• Given passage:
"""
In the first ten months of our subscription, AJFCA agencies created approximately 5,600 searches. According to the Foundation Center, AJFCA has created about 7,500 searches in the past year. In other words, our agencies saw real value in this tool and have made excellent use of it for the past two years!
The second subscription year will come to a close in mid-August. All users will have to renew if they would like another year of access. Member agencies who are interested in joining for the third year (whether or not you participated in year one or two) will have that opportunity. Assuming we have approximately 30 members join, the cost again will be approximately $400 per agency. If you are interested in participating, please email Megan Manelli no later than August 3, 2012.
Jewish Family Service Association of Cleveland, OH was named Top Workplace for the 2nd year in a row. JFSA has been named a Top Workplace in Northeast Ohio by the Plain Dealer. The ranking is based entirely on employee feedback regarding the workplace environment.
"My direct manager is immensely helpful. I have gotten to know a broad range of people through my job and I feel like I've learned and accomplished a lot."
"My manager motivates team work, learning and makes each client and employee special. Great environment to work and learn!"
"The belief that they really care about the individuals they serve."_________________________________________________________________________________________
Since its launch two years ago, Project Build has done at least 20 projects. Some are large-scale builds, but some can be as small as putting in new plumbing or windows or modifying houses to make them safer for elderly residents, said Erin Lederman-Thackray, Project Build's program coordinator.
"""
• Exercise data:
"""
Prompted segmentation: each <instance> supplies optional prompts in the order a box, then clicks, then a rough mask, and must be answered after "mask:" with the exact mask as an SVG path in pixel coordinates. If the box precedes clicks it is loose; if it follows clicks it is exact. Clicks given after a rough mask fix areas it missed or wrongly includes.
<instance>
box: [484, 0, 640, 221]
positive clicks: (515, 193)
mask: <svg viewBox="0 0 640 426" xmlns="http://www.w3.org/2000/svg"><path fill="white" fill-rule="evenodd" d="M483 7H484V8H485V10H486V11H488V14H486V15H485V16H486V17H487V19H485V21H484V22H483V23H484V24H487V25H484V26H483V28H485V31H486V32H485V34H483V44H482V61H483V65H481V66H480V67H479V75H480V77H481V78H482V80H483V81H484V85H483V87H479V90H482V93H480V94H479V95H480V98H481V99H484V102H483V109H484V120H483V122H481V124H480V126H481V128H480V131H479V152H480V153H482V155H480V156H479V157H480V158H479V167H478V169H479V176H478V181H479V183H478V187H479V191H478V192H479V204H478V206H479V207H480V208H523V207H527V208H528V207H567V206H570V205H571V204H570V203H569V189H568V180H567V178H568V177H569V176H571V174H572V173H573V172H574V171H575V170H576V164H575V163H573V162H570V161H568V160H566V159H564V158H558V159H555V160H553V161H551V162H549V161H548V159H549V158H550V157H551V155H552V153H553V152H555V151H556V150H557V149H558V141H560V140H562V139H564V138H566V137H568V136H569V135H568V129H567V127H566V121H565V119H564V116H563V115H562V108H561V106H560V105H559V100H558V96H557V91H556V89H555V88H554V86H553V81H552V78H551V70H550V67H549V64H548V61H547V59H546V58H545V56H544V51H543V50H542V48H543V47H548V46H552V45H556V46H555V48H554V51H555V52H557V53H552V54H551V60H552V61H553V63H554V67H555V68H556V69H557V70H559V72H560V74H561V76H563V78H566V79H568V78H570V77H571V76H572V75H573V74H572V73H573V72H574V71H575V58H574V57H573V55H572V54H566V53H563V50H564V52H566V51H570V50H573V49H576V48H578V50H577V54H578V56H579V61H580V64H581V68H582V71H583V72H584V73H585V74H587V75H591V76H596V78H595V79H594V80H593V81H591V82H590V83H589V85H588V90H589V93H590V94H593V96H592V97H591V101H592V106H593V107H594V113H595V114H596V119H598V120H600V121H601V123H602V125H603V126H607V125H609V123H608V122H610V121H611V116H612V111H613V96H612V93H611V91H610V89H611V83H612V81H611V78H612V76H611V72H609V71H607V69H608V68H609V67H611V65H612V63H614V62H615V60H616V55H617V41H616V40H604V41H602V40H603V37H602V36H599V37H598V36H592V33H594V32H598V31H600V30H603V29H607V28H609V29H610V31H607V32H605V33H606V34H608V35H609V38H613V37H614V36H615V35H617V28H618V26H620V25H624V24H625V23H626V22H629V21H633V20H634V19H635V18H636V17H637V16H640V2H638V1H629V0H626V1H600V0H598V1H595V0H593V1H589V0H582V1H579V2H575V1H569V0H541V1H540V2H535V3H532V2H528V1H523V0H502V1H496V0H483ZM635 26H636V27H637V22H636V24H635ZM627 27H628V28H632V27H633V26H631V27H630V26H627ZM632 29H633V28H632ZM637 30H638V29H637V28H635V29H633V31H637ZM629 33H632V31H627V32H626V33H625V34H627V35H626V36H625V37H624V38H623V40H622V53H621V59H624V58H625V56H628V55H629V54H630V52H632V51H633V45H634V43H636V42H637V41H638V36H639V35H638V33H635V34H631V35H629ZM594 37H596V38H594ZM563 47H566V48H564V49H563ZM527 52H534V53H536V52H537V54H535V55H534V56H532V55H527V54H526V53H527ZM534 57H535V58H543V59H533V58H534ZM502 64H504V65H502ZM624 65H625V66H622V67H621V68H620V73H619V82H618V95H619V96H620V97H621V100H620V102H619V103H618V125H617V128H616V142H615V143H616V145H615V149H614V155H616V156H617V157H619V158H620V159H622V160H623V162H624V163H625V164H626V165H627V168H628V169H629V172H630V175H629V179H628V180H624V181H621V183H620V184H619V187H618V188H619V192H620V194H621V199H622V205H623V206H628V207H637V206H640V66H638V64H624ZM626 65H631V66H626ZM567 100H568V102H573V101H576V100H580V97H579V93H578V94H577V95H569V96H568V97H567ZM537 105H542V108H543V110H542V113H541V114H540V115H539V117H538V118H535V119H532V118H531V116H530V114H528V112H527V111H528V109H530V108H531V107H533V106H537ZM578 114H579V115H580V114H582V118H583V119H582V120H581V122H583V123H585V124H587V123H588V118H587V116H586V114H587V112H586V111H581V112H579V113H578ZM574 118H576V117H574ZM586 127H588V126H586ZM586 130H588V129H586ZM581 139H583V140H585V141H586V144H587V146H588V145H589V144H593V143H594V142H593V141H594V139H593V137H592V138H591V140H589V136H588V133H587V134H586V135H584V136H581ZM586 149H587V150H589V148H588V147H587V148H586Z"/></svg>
"""
• Required work:
1. Answer these questions using the agency news passage.
(a) About how many searches did AJFCA agencies create in the first ten months of the subscription?
(b) By what date should agencies interested in participating email Megan Manelli?
(c) How many projects has Project Build done since its launch?
2. Repeat the part of the agency news passage starting with "The second subscription" and going on through "the workplace environment.".
3. Go on with the agency news passage from the point where it stops.

• Solved problems:
1.
(a) Approximately 5,600.
(b) August 3, 2012.
(c) At least 20.

2.
The second subscription year will come to a close in mid-August. All users will have to renew if they would like another year of access. Member agencies who are interested in joining for the third year (whether or not you participated in year one or two) will have that opportunity. Assuming we have approximately 30 members join, the cost again will be approximately $400 per agency. If you are interested in participating, please email Megan Manelli no later than August 3, 2012.
Jewish Family Service Association of Cleveland, OH was named Top Workplace for the 2nd year in a row. JFSA has been named a Top Workplace in Northeast Ohio by the Plain Dealer. The ranking is based entirely on employee feedback regarding the workplace environment.

3.
The program is a collaboration with the Building Industry Association of Southeastern Michigan and provides pro bono renovations for families in Metro Detroit.
Stacey Grant, a family caseworker with JFS, said the program is open to everyone, but they must be recommended by caseworkers based on financial need.
On June 27th, Perry Ohren, CEO of Jewish Family Service of Metropolitan Detroit, MI went to a house in Southfield for a "Home Reveal." Local JFS staff and community members, JFS's Building Industry Association partners, The Jewish Fund and the Detroit News converged on what the Jewish News refers to as a miracle. Click here to read about JFS in The Detroit News.
On July 1st, the Jewish Child Care Association in New York celebrated 100 years of caring for needy and neglected youth on its beautiful Westchester Campus.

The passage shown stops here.